◆ What to produce:
Rewrite every line of the entries below as one numbered list, skipping any blank lines.

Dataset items
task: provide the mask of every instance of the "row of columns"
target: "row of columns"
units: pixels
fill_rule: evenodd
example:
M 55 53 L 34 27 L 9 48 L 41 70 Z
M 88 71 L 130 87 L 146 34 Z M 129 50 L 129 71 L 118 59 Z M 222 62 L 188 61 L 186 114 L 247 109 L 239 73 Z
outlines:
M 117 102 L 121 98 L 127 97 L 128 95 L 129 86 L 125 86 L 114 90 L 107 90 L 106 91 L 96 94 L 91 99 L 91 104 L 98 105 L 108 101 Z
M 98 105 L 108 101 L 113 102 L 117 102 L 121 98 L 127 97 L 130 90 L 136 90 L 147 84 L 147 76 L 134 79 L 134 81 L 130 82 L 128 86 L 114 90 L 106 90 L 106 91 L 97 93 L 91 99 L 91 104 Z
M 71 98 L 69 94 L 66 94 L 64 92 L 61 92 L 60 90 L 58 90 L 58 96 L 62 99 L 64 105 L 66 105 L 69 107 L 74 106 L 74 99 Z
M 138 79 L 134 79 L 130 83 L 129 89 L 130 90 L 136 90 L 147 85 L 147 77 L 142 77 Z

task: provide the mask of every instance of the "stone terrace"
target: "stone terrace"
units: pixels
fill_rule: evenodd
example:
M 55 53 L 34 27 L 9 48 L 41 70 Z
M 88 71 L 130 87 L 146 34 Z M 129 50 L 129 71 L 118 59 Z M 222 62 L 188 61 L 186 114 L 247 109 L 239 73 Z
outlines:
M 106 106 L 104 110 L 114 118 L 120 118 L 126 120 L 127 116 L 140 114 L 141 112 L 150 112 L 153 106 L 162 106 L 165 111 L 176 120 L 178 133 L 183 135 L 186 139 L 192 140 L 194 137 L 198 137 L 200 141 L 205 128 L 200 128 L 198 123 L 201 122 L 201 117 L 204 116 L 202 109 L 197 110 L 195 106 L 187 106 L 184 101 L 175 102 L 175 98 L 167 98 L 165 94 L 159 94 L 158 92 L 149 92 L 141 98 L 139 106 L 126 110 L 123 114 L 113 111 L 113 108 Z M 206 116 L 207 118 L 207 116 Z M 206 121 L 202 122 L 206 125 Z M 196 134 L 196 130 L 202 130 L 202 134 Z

◆ Problem solution:
1. task: provide the mask of every instance of the "row of columns"
2. target: "row of columns"
3. units: pixels
4. fill_rule: evenodd
5. example:
6. M 55 53 L 34 27 L 9 48 L 41 70 Z
7. M 88 71 L 130 87 L 146 34 Z M 129 50 L 129 71 L 118 59 Z M 222 62 L 188 61 L 186 114 L 247 109 L 239 73 Z
8. outlines:
9. M 117 102 L 121 98 L 127 97 L 128 95 L 129 86 L 125 86 L 114 90 L 107 90 L 106 91 L 96 94 L 91 99 L 91 104 L 98 105 L 108 101 Z
10. M 98 105 L 108 101 L 113 102 L 117 102 L 121 98 L 127 97 L 130 90 L 136 90 L 147 84 L 147 76 L 134 79 L 134 81 L 130 82 L 128 86 L 114 90 L 106 90 L 106 91 L 97 93 L 91 99 L 91 104 Z
11. M 71 98 L 69 94 L 66 94 L 64 92 L 61 92 L 60 90 L 58 90 L 58 96 L 62 99 L 64 105 L 66 105 L 69 107 L 74 106 L 74 99 Z
12. M 138 79 L 134 79 L 130 83 L 129 89 L 130 90 L 136 90 L 147 85 L 147 77 L 142 77 Z
13. task: provide the mask of every instance of the "stone terrace"
14. target: "stone terrace"
15. units: pixels
16. fill_rule: evenodd
17. example:
18. M 55 53 L 34 27 L 9 48 L 41 70 Z
19. M 88 71 L 130 87 L 146 34 Z M 129 50 L 129 71 L 118 59 Z M 222 62 L 188 61 L 186 114 L 247 109 L 239 73 Z
20. outlines:
21. M 106 106 L 104 110 L 114 118 L 120 118 L 126 120 L 127 116 L 140 114 L 141 112 L 150 112 L 153 106 L 162 106 L 165 111 L 176 120 L 178 133 L 183 135 L 186 139 L 192 140 L 194 137 L 198 137 L 200 141 L 205 128 L 200 128 L 198 123 L 201 122 L 201 117 L 204 116 L 202 109 L 197 110 L 195 106 L 187 106 L 184 101 L 175 102 L 175 98 L 167 98 L 165 94 L 159 94 L 158 92 L 149 92 L 141 98 L 139 106 L 126 110 L 123 114 L 113 111 L 113 108 Z M 206 116 L 207 118 L 207 116 Z M 206 121 L 202 122 L 206 125 Z M 196 134 L 196 130 L 202 130 L 202 134 Z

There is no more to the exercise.